Crafting Empathy

A Conversation Archive & Anthology

What can crafted objects teach us about care, trust, and collaboration? And how might these same objects continue to perform as channels for affective and activist work, outside their maker’s control?

“Empathy” was added to the Oxford English Dictionary in 1895 as “the ability to understand and appreciate another individual’s feelings,” in addition to “mentally identifying oneself with an object of contemplation.” Even the Victorians seemed to understand the relational structure of “feeling into” another individual or thing. Then, as now, the “identifying oneself with an object” aspect of empathy is not an easy or comfortable feeling. Rather, empathy can be destabilizing to one’s identity—softening the discrete boundaries of one’s physical and emotional being.

Empathy is a transcendent and ordinary experience. This project seeks to explore the connection among craft, empathy, and process through conversation and art making.

→ **Data lines**
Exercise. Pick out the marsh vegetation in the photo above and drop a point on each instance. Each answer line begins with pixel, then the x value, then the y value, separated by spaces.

→ **Direction**
Could you retype the stretch of the crafting-empathy passage from "Crafting Empathy" through "their maker’s control?"?

→ **Solution**
Crafting Empathy

A Conversation Archive & Anthology

What can crafted objects teach us about care, trust, and collaboration? And how might these same objects continue to perform as channels for affective and activist work, outside their maker’s control?